## Extract provided
* * *
1. I’m a chemical engineer, did a lot of heat transfer work, even wrote some heat exchanger design software back in the day. Had never heard of the Biot number. Glad I’m still learning! The risk calculator makes me feel pretty safe, we are going to an extended family Thanksgiving dinner, and the odds show to be 10% of anyone showing up infected. Probably will only be within six feet of half of them, that cuts it to 5%. Odds of catching covid from one exposure, maybe 10%, that cuts my risk to less than one percent. Odds of a covid infection becoming a serious health risk about 10% for my age, total risk to me is now less than 0.1%. That’s not even worthy of consideration, the 200 mile car trip is probably more dangerous.

1. Hey Steve, thanks for chiming in. Go engineers! I loved heat transfer. And food is very interesting too, obviously 🙂

As for your COVID math…I’d say many of us (including me) are using blunt tools to think about this. That said, I still hesitate at some of your figures. For example:

*Don’t only consider who you’re within 6 feet of. You also have to consider that people at the gathering will be mingling. There’s a network effect. Aunt Ethel hugs Little Tim, and then Little Tim hops on your lap. Suddenly, your distance to Ethel doesn’t seem so relevant.
* * *
Excerpts from a dataset:
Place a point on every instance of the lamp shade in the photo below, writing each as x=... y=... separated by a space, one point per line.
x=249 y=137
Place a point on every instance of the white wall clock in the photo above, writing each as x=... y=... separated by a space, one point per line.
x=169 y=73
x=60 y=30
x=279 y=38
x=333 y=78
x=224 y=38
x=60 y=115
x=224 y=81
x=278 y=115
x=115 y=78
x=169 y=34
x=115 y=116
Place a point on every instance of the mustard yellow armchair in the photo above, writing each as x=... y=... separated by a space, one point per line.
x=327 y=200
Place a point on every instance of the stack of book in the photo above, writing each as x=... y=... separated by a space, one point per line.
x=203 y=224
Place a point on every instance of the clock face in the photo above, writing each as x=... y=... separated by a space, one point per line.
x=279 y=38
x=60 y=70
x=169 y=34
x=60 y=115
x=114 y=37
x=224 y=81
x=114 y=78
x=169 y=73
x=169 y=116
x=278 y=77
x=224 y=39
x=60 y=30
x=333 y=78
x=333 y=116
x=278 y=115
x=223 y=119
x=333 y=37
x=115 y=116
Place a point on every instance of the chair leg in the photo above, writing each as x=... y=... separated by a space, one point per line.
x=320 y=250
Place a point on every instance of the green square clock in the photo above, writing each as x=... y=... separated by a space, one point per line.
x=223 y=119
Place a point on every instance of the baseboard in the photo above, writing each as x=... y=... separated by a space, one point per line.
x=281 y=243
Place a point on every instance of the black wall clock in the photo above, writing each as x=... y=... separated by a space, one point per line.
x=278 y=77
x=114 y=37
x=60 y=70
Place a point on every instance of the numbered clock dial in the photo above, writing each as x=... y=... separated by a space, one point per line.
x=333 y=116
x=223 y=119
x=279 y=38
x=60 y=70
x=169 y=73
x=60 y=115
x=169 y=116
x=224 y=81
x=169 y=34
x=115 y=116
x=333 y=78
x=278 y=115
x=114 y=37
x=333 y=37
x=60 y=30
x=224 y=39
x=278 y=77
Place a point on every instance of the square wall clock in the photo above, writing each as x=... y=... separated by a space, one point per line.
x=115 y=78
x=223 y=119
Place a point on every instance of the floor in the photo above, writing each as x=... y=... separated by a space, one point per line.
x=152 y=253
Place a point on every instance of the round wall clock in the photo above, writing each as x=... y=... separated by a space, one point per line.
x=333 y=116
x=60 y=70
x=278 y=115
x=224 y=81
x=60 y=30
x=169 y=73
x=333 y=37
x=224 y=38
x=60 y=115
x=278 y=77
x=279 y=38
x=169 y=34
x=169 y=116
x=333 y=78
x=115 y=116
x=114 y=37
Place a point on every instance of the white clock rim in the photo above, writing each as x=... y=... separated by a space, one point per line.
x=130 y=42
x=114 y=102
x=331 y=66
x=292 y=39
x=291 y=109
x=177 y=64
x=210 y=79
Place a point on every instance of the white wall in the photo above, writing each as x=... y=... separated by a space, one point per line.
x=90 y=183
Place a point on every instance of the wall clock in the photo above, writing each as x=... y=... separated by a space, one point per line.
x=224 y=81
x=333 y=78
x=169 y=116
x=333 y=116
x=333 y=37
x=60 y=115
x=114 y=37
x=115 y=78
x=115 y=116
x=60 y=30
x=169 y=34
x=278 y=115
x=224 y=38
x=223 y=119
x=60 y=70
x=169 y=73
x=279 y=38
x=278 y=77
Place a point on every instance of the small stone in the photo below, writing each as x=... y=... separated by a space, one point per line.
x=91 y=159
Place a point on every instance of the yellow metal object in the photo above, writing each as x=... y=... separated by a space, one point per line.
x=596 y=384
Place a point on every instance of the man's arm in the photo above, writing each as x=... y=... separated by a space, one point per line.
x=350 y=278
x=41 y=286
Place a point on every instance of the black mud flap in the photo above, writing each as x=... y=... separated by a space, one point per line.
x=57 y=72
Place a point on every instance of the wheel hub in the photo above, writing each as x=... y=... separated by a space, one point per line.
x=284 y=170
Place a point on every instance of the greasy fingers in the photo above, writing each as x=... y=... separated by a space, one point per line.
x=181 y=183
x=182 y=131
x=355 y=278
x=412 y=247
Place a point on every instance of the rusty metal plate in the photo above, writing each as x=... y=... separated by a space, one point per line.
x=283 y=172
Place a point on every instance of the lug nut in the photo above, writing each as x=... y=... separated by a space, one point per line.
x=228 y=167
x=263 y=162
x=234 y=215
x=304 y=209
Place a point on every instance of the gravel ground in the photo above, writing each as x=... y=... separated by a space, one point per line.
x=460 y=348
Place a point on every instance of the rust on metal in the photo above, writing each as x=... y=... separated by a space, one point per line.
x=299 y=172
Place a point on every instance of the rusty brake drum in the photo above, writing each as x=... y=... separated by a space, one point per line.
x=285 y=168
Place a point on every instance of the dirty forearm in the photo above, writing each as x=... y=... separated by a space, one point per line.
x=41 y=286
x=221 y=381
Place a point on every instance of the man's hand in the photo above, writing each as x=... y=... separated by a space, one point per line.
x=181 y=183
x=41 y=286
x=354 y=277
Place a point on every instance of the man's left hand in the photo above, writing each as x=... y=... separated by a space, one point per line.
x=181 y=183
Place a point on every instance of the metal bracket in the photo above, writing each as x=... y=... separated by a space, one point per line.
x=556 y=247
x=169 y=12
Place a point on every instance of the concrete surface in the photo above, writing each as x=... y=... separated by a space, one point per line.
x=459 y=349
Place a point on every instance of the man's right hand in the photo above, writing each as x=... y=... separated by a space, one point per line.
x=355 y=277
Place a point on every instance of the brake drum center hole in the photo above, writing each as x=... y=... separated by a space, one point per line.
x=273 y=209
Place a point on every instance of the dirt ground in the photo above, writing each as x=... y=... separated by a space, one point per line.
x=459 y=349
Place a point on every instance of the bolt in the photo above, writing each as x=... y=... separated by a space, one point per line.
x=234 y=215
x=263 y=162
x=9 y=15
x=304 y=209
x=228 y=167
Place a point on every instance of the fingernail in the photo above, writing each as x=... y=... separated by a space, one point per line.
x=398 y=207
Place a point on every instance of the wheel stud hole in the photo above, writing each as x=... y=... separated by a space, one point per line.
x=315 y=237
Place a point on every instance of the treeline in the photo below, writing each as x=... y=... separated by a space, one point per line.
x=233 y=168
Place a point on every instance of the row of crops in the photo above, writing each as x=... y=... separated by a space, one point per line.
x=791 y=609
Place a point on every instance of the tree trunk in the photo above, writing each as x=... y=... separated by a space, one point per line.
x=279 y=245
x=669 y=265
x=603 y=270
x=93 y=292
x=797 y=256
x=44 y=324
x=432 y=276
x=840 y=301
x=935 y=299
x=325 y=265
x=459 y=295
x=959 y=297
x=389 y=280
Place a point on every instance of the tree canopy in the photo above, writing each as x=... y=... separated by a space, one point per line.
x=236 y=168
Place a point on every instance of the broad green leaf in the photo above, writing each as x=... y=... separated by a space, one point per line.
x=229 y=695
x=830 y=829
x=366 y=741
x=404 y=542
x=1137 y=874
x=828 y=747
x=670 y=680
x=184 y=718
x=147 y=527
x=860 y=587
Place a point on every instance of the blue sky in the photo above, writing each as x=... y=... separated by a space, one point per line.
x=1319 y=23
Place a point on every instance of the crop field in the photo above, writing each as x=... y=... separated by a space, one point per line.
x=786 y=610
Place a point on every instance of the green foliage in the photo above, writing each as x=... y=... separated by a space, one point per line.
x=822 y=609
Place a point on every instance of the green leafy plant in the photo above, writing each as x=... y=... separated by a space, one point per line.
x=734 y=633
* * *
## Actions to take
**A.** From the COVID risk comments, reproduce word for word the passage from "1. I’m a chemical" to "probably more dangerous.".
**B.** In the COVID risk comments, how long is the car trip that the first commenter thinks is probably more dangerous than the dinner?
**C.** Continue the COVID risk comments from where they stop.

## Answers by item
**A.**
1. I’m a chemical engineer, did a lot of heat transfer work, even wrote some heat exchanger design software back in the day. Had never heard of the Biot number. Glad I’m still learning! The risk calculator makes me feel pretty safe, we are going to an extended family Thanksgiving dinner, and the odds show to be 10% of anyone showing up infected. Probably will only be within six feet of half of them, that cuts it to 5%. Odds of catching covid from one exposure, maybe 10%, that cuts my risk to less than one percent. Odds of a covid infection becoming a serious health risk about 10% for my age, total risk to me is now less than 0.1%. That’s not even worthy of consideration, the 200 mile car trip is probably more dangerous.

**B.** 200 miles

**C.**
*”Odds of catching from one exposure = 10%” <--is this a W.A.G? Or supported from some evidence? Probability of transmission is a function of time and proximity. Spending all day in the same house as an infected person is significant time (the CDC threshold is 15 minutes) and close proximity.
*”Total risk to me”–I don’t want you to get sick. I don’t want me to get sick. I also don’t want to people you and I know to get sick. It’s about you, and me, and the group. Lots of people who did not go to the Sturgis motorcycle rally got sick because of the Sturgis motorcycle rally. That’s the nature of a pandemic.

As always, good to hear from you. Have a slice of pie for me!

2. Anonymous says:

@Kobayashi, srry didn’t mean to get you into gambling due to my lucky streak with NVIDIA! Jesse, it’s now on you to give our man an investing intervention :\ But another question is… what of the strategy of picking what you see as the emerging dominators in an industry, and balance through exposure to many industries? Anyways, just giving maybe some fodder for other possible articles!

1. I might have missed a comment from Mr. Kobayashi? But I can try to decipher the context…

Hand-picking stocks takes more than the ability to identify good companies. It takes the ability to identify good companies AND the ability to identify when they are underpriced. And that’s a tall order for people like me and you.

Some pretty wise people would say, “You want to take 10% of your portfolio and pick some individual companies? Go ahead. But the other 90% should be in smart, safe, diverse funds.”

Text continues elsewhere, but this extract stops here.